▸ Description of the task: Collect every line of the data below that contains the word "trace", copying each of those lines in full.

▸ Records for the exercise:
:::::

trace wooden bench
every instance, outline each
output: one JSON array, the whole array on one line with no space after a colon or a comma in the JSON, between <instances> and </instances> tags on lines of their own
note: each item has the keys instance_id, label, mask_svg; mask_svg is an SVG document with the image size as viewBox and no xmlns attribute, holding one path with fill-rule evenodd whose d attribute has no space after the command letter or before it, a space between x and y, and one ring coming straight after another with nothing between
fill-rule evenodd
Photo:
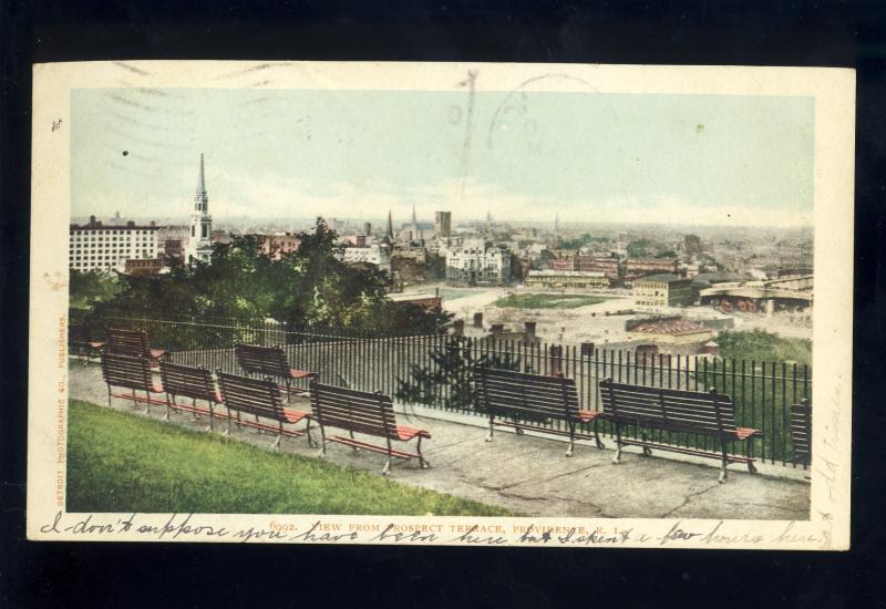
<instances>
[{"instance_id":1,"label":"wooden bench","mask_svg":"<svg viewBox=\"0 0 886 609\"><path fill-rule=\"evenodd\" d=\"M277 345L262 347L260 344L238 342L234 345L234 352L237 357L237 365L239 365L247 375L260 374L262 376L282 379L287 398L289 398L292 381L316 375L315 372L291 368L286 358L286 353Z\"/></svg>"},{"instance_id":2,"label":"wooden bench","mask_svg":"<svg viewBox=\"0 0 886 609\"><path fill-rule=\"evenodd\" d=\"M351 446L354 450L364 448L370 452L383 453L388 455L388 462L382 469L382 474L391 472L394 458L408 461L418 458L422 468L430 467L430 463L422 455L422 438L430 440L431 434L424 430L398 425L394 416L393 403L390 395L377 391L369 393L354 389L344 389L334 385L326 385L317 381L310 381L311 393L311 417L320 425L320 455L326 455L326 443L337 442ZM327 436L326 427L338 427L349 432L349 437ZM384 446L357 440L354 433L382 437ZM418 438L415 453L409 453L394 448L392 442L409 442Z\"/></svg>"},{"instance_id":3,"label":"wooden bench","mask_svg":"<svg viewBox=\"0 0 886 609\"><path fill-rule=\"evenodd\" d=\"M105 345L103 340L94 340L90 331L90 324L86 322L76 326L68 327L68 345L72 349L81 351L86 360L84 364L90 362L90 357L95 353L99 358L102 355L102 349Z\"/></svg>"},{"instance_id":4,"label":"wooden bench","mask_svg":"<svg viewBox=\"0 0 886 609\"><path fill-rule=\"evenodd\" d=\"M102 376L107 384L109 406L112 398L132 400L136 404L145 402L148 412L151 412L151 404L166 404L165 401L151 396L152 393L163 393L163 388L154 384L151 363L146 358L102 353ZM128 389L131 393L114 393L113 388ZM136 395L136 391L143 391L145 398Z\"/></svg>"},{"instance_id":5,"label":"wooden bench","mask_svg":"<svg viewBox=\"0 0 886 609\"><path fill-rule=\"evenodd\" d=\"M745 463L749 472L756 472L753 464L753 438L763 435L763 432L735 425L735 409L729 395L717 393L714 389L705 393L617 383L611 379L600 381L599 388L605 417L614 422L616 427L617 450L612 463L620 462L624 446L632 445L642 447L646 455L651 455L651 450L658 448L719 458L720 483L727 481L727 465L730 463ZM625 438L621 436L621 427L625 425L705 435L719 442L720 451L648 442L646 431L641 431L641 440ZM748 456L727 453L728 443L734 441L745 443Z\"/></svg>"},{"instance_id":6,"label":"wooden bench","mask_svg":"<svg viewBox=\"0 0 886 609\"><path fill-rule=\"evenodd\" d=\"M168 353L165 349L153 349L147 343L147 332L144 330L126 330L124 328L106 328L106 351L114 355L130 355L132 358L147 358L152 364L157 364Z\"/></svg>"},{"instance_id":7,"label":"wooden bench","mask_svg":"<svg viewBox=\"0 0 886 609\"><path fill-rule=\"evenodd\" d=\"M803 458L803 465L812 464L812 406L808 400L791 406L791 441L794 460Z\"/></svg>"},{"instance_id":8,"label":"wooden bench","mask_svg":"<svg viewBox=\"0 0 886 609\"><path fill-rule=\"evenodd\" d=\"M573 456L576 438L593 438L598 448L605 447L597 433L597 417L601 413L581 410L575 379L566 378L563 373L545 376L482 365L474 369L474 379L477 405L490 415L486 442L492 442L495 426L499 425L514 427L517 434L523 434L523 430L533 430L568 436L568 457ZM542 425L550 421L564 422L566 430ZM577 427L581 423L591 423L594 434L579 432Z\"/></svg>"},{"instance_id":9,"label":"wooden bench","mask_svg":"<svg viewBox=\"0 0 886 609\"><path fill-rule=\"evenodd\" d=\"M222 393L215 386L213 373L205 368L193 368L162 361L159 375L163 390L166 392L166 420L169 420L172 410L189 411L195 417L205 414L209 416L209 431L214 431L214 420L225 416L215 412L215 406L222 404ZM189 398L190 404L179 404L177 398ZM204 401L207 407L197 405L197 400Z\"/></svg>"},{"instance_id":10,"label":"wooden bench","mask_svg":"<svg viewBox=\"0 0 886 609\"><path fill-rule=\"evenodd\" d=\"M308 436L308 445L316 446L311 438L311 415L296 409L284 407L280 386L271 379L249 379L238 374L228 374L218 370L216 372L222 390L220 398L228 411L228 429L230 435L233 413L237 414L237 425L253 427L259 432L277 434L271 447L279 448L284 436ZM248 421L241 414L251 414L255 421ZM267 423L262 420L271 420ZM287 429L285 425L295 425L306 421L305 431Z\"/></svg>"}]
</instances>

:::::

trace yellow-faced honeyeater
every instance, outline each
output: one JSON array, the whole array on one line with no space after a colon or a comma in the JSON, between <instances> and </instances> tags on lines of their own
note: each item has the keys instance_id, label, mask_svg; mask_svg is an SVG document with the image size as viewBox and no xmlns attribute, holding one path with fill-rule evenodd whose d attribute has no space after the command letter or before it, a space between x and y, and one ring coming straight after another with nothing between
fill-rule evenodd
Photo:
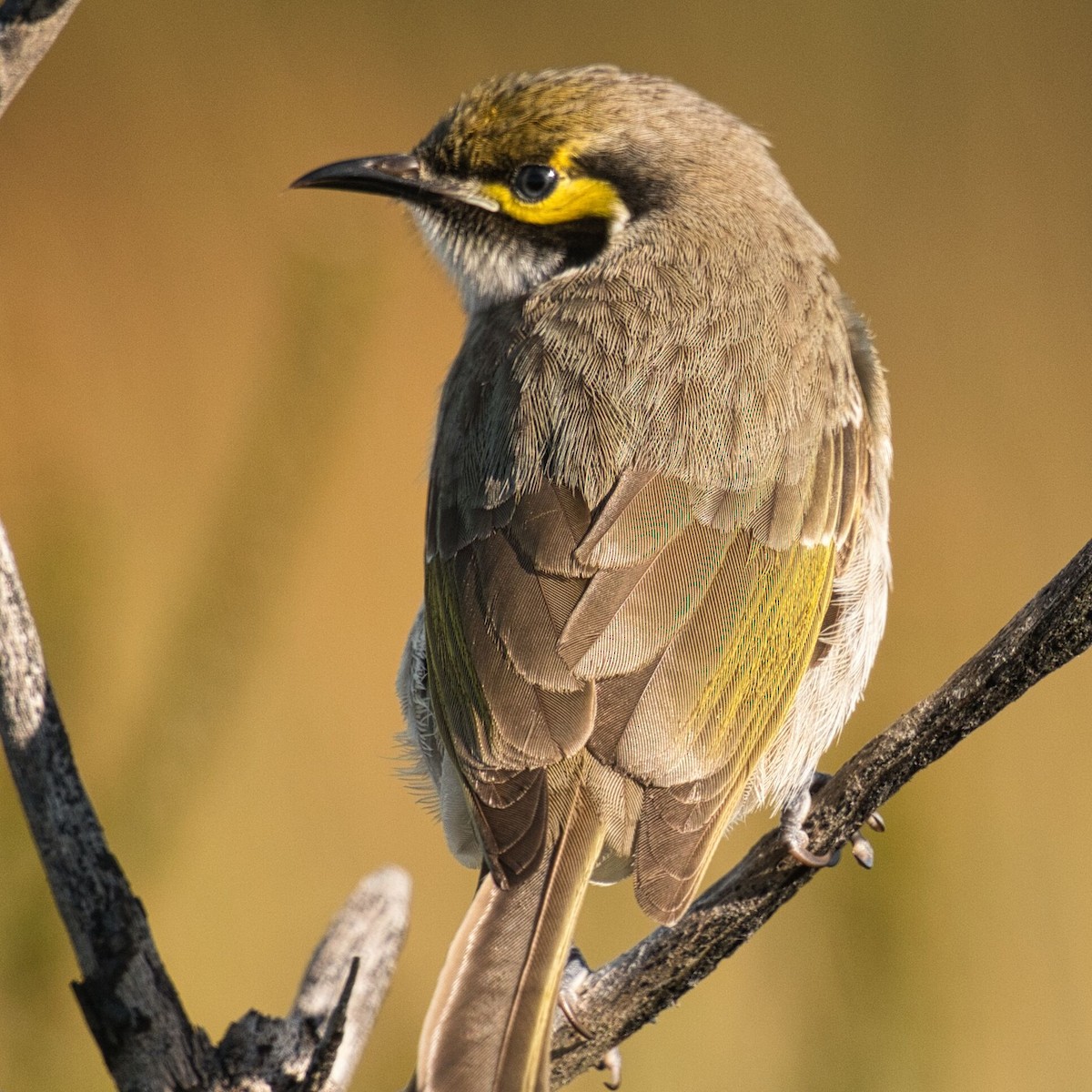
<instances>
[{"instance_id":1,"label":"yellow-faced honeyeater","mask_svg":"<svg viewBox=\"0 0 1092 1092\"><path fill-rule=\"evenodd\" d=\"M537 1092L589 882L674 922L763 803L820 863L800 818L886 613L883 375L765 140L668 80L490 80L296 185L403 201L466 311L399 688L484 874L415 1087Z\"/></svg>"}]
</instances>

:::::

▸ Written answer:
trace wooden bench
trace yellow-faced honeyeater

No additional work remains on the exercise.